WORK ITEM> Using the material that follows, identify and copy each line with the string "ceiling".

RECORD EXTRACTS>

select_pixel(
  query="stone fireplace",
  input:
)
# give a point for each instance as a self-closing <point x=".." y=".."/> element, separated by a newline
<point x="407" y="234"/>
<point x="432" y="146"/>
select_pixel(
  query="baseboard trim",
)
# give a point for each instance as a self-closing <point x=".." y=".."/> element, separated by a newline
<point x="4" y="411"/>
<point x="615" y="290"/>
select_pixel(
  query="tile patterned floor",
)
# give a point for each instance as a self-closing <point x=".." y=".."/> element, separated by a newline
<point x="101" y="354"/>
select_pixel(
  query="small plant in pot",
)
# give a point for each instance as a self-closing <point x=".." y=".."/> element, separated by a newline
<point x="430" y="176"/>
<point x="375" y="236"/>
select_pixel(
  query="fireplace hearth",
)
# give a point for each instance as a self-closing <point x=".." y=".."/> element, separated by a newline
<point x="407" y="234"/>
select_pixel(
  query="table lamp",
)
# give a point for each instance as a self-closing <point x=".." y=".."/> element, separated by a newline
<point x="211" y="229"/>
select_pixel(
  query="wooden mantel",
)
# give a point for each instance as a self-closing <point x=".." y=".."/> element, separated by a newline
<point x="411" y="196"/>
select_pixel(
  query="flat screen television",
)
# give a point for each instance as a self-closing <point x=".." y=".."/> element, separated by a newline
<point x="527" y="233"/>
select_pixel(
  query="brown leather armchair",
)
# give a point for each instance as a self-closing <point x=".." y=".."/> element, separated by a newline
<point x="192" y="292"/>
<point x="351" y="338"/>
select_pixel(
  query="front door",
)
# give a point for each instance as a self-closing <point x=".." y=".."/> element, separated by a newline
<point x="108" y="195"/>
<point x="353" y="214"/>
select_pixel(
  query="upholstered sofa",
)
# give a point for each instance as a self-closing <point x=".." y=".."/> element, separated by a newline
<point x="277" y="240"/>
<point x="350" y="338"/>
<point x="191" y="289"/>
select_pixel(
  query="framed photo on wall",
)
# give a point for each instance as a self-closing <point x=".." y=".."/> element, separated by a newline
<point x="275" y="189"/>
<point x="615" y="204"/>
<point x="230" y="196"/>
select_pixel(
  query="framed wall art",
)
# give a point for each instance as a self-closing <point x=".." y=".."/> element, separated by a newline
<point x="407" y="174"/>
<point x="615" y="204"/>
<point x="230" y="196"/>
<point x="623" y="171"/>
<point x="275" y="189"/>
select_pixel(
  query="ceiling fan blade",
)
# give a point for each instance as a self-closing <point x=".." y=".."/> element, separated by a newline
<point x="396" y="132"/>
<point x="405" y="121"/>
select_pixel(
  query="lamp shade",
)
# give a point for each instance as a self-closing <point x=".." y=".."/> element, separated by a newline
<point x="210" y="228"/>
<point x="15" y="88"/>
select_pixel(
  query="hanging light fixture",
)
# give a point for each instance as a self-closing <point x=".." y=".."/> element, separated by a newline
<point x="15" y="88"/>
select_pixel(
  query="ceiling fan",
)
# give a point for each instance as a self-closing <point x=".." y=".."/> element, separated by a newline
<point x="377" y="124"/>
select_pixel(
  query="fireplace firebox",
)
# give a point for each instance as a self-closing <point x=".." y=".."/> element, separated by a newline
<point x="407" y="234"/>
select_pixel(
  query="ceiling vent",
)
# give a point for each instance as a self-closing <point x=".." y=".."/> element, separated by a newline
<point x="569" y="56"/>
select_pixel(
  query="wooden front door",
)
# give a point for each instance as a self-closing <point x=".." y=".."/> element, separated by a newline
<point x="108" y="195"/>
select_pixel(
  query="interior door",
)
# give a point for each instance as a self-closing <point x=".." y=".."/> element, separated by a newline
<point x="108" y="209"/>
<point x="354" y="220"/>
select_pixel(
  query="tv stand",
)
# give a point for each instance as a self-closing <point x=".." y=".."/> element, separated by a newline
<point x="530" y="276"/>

ANSWER BELOW>
  query="ceiling fan blade",
  query="ceiling fan",
  query="ceiling vent",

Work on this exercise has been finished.